• **REQUIREMENT A**: In the passage on light in darkness, where is the stone bench?
• **REQUIREMENT B**: Please continue the passage on light in darkness from its final sentence.
[TEXT FOR ANALYSIS — start]
I spoke of my depression on Monday and how I felt like I had been walking through darkness and having to put one foot in front of the other without knowing where I was going. Today, I want to talk about how there has been light in the midst of my darkness.

Sometimes, the light has come in tiny wisps, and other times, a bright spotlight has shined at one place along the road to show that God has not forgotten me or my pain. One of those wisps has been at my favorite writing place. We live in an apartment complex near a lake, and one of the many walking trails leads down to the edge of the lake where there is a stone bench. I have spent many hours gazing at the lake as I’ve poured out my heart on paper. It’s an up close and personal view of God’s creation. It’s peaceful there, a feeling I haven’t been able to feel anywhere else recently. I’m not sure if it’s because of the lack of people or just the stillness in the midst of chaos. Maybe both.

The light I see in the sky reminds me of the light spoken of in Scripture. There are so many examples which have encouraged me, but I will only quote a few.

Isaiah 9:2 says, “The people walking in darkness have seen a great light; on those living in the land of deep darkness a light has dawned.”

Another example comes from 2 Corinthians 4:6. “For God, who said, ‘Let light shine out of darkness,’ made his light shine in our hearts to give us the light of the knowledge of God’s glory displayed in the face of Christ.”

Revelation 22:5 was a great encouragement to me. “There will be no more night. They will not need the light of a lamp or the light of the sun, for the Lord God will give them light. And they will reign for ever and ever.”

And finally, from 2 Samuel 22:29. “You, Lord, are my lamp; the Lord turns my darkness into light.”
[TEXT FOR ANALYSIS — finish]
[DATA SHOWN — start]
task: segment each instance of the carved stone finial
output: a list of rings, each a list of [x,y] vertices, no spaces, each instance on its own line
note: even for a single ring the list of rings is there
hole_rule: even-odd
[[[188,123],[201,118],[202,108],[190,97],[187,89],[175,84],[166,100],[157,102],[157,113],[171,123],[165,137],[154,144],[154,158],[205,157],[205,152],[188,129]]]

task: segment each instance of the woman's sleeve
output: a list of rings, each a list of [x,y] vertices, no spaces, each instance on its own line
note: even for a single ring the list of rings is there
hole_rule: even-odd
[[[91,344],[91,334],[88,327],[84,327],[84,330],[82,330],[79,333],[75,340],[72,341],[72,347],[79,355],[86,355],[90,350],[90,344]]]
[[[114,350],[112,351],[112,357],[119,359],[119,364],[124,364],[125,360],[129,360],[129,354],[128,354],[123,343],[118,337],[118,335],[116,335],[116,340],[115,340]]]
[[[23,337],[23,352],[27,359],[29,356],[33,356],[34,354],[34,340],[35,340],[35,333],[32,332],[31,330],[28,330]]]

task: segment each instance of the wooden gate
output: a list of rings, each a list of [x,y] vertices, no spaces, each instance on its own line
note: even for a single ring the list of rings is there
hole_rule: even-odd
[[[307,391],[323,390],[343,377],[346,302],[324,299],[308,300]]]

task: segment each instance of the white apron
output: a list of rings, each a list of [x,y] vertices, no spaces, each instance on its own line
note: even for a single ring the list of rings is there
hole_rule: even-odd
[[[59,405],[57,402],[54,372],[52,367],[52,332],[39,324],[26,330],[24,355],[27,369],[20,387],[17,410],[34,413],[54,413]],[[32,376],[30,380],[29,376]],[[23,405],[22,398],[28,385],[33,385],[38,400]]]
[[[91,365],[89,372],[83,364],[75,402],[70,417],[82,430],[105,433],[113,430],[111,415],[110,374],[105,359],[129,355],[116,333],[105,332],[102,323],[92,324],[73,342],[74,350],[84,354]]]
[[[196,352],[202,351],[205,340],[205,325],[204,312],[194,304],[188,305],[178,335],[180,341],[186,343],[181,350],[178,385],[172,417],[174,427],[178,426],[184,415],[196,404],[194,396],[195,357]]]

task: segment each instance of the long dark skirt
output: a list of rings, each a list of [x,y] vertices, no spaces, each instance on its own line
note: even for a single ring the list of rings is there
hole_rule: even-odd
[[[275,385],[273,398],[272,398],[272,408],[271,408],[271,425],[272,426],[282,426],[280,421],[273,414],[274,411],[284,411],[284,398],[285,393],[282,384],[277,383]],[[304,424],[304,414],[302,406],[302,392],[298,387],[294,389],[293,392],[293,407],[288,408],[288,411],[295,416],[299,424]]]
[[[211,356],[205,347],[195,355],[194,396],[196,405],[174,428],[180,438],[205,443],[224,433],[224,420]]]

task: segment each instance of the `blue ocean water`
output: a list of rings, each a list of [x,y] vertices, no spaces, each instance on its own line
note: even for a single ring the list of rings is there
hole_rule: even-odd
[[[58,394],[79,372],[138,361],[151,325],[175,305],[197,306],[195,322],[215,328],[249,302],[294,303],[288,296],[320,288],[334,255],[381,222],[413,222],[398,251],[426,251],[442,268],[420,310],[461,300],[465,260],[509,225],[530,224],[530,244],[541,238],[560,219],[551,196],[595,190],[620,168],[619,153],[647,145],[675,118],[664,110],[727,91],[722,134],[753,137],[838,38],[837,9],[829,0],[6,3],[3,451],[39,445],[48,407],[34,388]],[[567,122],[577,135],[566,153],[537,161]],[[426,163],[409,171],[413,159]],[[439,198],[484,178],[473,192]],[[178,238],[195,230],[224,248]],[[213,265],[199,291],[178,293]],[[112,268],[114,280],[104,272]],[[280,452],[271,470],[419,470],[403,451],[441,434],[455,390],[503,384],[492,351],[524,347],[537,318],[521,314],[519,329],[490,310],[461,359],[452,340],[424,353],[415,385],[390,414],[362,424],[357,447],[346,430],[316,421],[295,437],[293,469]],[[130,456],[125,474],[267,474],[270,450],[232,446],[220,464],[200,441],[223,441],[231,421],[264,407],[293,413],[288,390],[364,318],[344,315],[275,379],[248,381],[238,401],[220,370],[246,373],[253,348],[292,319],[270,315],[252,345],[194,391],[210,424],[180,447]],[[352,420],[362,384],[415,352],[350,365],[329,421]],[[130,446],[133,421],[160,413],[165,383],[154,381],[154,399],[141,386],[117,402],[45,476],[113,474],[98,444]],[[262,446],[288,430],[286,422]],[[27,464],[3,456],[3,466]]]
[DATA SHOWN — finish]
• **ANSWER SECTION A**: At the edge of the lake, where one of the walking trails leads down.

• **ANSWER SECTION B**:
The last verse brought it all into focus. God is my lamp. Without Him in my life, all I have is complete darkness without the possibility of any light. I don’t want that. Not by a long shot. So, I hold onto God with all of my might and have faith that He will put light in my path just when I need it. It doesn’t mean I won’t have darkness or pain. It means He will walk with me through it.

That brings me to the spotlight God gave me at the beginning of this week. My son turned in an essay assignment for our homeschool. It was his testimony. I read it and started to cry. Even with the mess we have gone through for the last five years and are still continuing to go through, we have made an impact on his life and brought him to a saving knowledge of God. His writing was very deep and personal so I’m not going to share it anywhere, but it was something God knew I needed to read. A spotlight, so to speak, and something to bolster my faith.

I’m grateful for the wisps of light and the spotlights in the midst of my darkness, and I pray that we will all see the light God puts in our paths today as evidence of His presence.

God’s blessings on all of you today!